**SUPPLIED INFORMATION**

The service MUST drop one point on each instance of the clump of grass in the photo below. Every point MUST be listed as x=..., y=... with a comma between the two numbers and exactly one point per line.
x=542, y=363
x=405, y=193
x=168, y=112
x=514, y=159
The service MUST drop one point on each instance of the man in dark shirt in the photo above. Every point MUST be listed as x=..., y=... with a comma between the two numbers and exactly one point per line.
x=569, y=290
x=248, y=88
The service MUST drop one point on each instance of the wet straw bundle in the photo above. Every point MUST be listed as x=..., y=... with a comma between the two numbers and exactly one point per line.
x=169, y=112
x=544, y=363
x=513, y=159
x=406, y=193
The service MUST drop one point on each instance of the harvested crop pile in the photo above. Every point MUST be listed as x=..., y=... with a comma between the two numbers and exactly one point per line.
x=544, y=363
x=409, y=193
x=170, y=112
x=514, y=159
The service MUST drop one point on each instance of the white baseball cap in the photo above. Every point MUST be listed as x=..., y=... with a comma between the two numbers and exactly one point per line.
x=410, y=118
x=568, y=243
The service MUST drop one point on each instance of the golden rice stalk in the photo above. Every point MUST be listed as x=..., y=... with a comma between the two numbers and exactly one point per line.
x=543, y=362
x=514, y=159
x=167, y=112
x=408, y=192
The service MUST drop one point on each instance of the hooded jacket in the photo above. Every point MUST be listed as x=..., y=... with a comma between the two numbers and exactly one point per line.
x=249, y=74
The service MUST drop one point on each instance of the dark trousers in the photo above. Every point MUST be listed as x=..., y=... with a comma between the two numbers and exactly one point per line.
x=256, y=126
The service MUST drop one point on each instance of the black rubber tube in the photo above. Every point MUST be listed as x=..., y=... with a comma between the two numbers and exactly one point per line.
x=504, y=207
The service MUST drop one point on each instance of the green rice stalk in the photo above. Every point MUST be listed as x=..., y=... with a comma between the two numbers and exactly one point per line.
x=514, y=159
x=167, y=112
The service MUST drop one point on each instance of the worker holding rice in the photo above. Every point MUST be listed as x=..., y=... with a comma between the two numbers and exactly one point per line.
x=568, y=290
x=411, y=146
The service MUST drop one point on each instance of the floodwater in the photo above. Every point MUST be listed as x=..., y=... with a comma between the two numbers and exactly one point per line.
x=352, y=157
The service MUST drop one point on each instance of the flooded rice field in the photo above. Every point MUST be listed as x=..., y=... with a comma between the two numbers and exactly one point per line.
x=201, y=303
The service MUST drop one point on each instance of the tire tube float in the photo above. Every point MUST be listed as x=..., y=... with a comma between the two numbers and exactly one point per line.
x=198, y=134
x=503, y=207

**WHAT YOU ARE ASKED TO DO**
Output every record above exactly as it appears.

**RESULT FOR THIS EXERCISE**
The service MUST drop one point on each instance of the clump of grass in the photo below. Every point MUST be listed as x=..., y=... with a comma between the two numbers and exactly one point per line.
x=542, y=363
x=405, y=193
x=168, y=112
x=514, y=159
The service MUST drop one point on each instance of the man in dark shirt in the photo above. Every point MUST be listed as x=..., y=... with a comma between the two numbers and exactly one point per line.
x=569, y=290
x=248, y=88
The service MUST drop one point on each instance of the wet straw bundle in the photo above. Every point MUST be listed as x=..., y=... with a comma between the two numbers and exactly one point per line.
x=169, y=112
x=544, y=363
x=513, y=159
x=406, y=193
The service MUST drop one point on each instance of the harvested crop pile in the photo above. Every point MUST be listed as x=..., y=... with a comma between the two numbers and exactly one point per line.
x=544, y=363
x=409, y=193
x=170, y=112
x=514, y=159
The service MUST drop one point on each instance of the white baseball cap in the photo above. Every point MUST be listed as x=..., y=... with a comma between the two numbers and exactly one point per line.
x=410, y=118
x=568, y=243
The service MUST drop one point on each instance of the golden rice stalk in the photo above. Every point MUST be listed as x=..., y=... with a comma between the two numbers and exactly one point per line.
x=543, y=362
x=514, y=159
x=167, y=112
x=408, y=192
The service MUST drop one point on each instance of the hooded jacket in the photo above. Every point MUST be listed as x=..., y=... with a comma between the two numbers and exactly one point per line.
x=249, y=74
The service MUST drop one point on each instance of the dark trousers in the photo above. Every point MUST be listed as x=..., y=... with a comma between the two numbers and exactly one point per line.
x=256, y=126
The service MUST drop one point on each instance of the black rubber tube in the photo above. Every point MUST be listed as x=..., y=... with a comma between the two numbers and exactly one point per line.
x=504, y=207
The service MUST drop one point on each instance of the green rice stalk in the photo above. Every point MUST be listed as x=..., y=... with a comma between the two numbers and exactly one point per line.
x=514, y=159
x=167, y=112
The service MUST drop one point on each instance of the worker holding rice in the photo above. Every point MUST be listed as x=..., y=... with a comma between the two numbers and exactly one point per line.
x=568, y=290
x=411, y=146
The service MUST drop one point on each instance of the floodwater in the photo above. Every point MUST be listed as x=..., y=... with a comma between the two numbers and exactly one point per line.
x=352, y=157
The service MUST drop one point on each instance of the flooded rice field in the photo above. Every point MUST be listed as x=..., y=... with a comma between the two numbers and exactly one point per line.
x=201, y=303
The service MUST drop one point on each instance of the tire tube float in the photo above. Every point MUST be listed as x=..., y=... with a comma between the two numbers and exactly one point per line.
x=198, y=134
x=503, y=207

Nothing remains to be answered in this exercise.